● **Given problem A**
Can you replace "metal support pole" with "steel post" in the part of the records that opens with the line containing "[locate] the tennis" and runs through the end of the records, leaving everything else unchanged and returning only those lines?

● **Passage given**
** START **

Progress Will Span All of 2005

 

Breadcrumbs

Main Content

Progress Will Span All of 2005

Image of Professor Paul Thomas, Vice-Chancellor

1 January 2005

Has a year ever disappeared so quickly? It must for me, I suspect, be the volume and pace of changes at the University. The foundations have been put in place this year for 2005 and 2006 to be even more expansive and fast-moving than this year.

The biggest contributor to change this year has been the new funding formula as well as student growth for the years ahead - the largest for any single university campus in Australia. That extra money will mean we can invest in making the University even more appealing, in a range of ways.

We have a new strategic plan to more directly gauge our annual performance, we have had reviews of international business and the Business Faculty. We have completed Stage V (A$16 million) and have begun several other buildings for Stage VI (A$25 million).

The community has made a new Art Gallery a reality (A$0.5 million). The staff have grown to over 700 on the payroll and it remains the best qualified staff of any Queensland University and fifth in Australia.

Recommendations on new Council structures have been provided to the State Government.

Restructuring the Chancellery has been completed and new appointments made including a new Pro Vice-Chancellor position to be occupied by Professor Robert Elliot, who has been the foundation Dean of the Faculty of Arts and Social Sciences.

We are working even more closely with Maroochy Shire Council, SunROC and the State Government, and developments in the emerging Sippy Downs community are the principal but not sole focus for the cooperation.

We have forged new links with Education Queensland and a world-class set of partnership activities is emerging as quickly as the productive outcomes emerged from the Australian Incubator of the Year.

Next year, building on these foundations, there are going to be important new developments linking CSIT and the University throughout the region.

** END **

● **Provided records**
** START **

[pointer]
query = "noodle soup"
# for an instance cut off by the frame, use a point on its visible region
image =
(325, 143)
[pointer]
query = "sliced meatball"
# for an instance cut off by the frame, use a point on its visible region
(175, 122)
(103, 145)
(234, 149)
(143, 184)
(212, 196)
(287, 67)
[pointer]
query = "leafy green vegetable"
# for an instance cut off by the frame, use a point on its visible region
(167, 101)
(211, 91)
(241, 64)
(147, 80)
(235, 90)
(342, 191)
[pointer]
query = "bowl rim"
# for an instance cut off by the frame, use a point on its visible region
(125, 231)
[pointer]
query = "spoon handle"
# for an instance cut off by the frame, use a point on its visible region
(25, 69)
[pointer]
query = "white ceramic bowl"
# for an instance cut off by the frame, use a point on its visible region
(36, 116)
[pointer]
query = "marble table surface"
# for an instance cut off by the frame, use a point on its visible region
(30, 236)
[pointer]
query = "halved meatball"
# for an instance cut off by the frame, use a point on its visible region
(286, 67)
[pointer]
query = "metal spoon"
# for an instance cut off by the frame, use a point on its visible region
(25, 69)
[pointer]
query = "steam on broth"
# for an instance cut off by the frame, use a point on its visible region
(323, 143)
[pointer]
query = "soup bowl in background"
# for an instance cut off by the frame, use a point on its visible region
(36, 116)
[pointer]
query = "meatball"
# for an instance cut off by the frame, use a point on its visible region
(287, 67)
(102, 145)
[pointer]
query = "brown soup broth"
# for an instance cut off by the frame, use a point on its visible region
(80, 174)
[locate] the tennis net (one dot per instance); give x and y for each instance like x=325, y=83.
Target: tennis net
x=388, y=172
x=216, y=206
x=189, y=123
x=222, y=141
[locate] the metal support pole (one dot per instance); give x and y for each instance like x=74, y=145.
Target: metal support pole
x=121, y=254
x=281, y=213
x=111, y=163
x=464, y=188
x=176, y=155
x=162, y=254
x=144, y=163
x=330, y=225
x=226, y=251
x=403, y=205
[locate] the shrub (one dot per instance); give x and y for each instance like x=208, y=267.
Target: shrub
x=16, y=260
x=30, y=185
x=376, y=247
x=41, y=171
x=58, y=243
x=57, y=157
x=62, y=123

** END **

● **Given problem B**
Could you continue the vice-chancellor's message on the University's progress from where it stops?

● **Reply A**
[locate] the tennis net (one dot per instance); give x and y for each instance like x=325, y=83.
Target: tennis net
x=388, y=172
x=216, y=206
x=189, y=123
x=222, y=141
[locate] the steel post (one dot per instance); give x and y for each instance like x=74, y=145.
Target: steel post
x=121, y=254
x=281, y=213
x=111, y=163
x=464, y=188
x=176, y=155
x=162, y=254
x=144, y=163
x=330, y=225
x=226, y=251
x=403, y=205
[locate] the shrub (one dot per instance); give x and y for each instance like x=208, y=267.
Target: shrub
x=16, y=260
x=30, y=185
x=376, y=247
x=41, y=171
x=58, y=243
x=57, y=157
x=62, y=123

● **Reply B**
There are new or expanded discipline areas added to the University's offerings, and in direct response to student demands and needs.

Whilst there is a sectoral nervousness and downturn in university application rates, we are faring better than most universities. Education, nursing, regional planning are a few of the new or expanded areas that are attracting students.

There will be other infrastructure that will be completed next year that will make the campus more complex physically, and socially, and academically there will also be more support for students who find the transition to university life fairly difficult. Continuing study, but having many more freedoms, can sometimes be a balancing act. It's a balance that can sometimes be helped directly and we intend to pay more attention to it.

With the new Pro Vice-Chancellor position there will be a lot more happening in planning our future international engagements, which is essential at a time when the international market is not as buoyant as it was even a year ago. And many places in Asia, for example Singapore, are gearing up to take more international students and are 'nearer home' for Asian students.

So 2005 is shaping up to be our busiest and biggest year to date. We shall not only be active at Sippy Downs, but increasingly also within the region and internationally.

The reputation of the University is now growing rapidly and is becoming a major asset to the Coast. The more support we obtain the more we shall be able to return by way of educational, economic and social benefits.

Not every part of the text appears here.